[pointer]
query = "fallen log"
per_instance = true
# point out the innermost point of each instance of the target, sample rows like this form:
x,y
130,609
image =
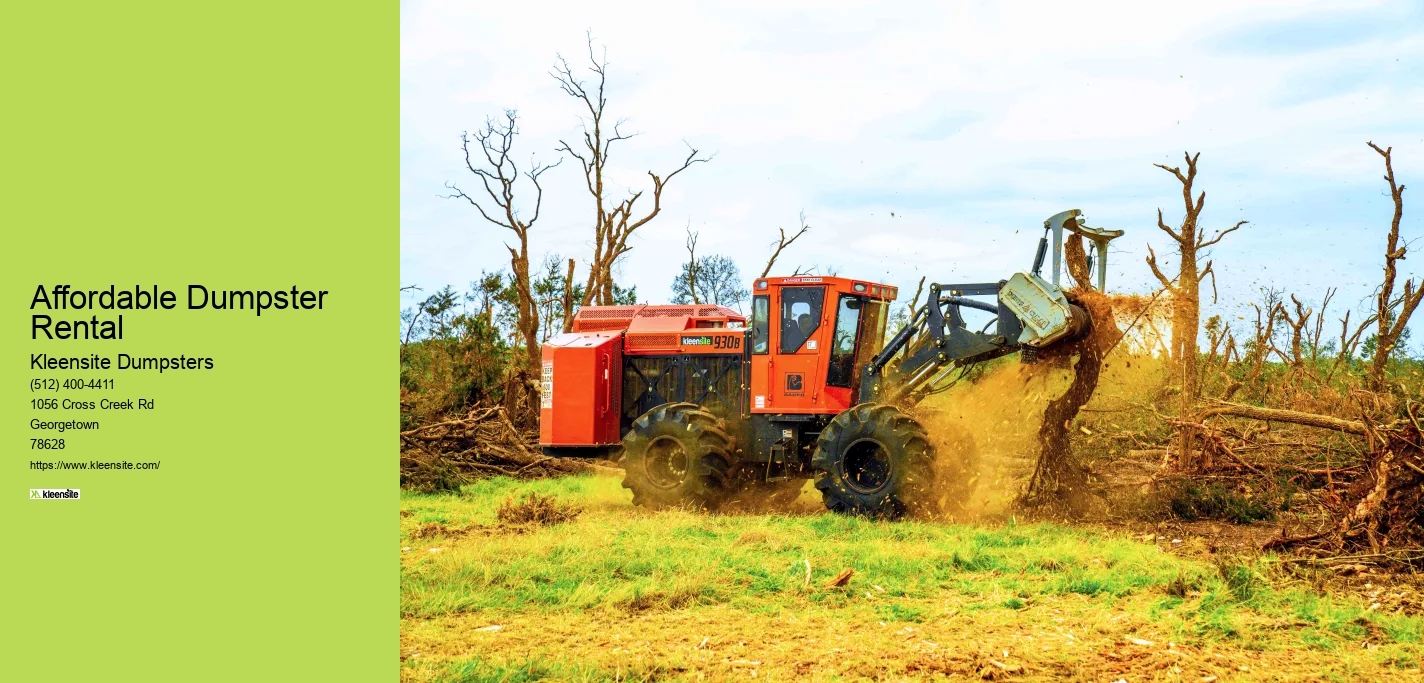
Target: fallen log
x,y
1283,416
++++
Write out every line of the records again, requests included, but leave out the pictures. Multiply each coordinate in the answers by 1.85 and round it to a whole number, with halves rounded up, and leave all numbers in the requests and their format samples unchanged.

→ **Solution to this task**
[pointer]
query = "fallen log"
per_instance = true
# point out the innermost point of each instance of the target, sample rows like this form:
x,y
130,609
image =
Target: fallen log
x,y
2374,770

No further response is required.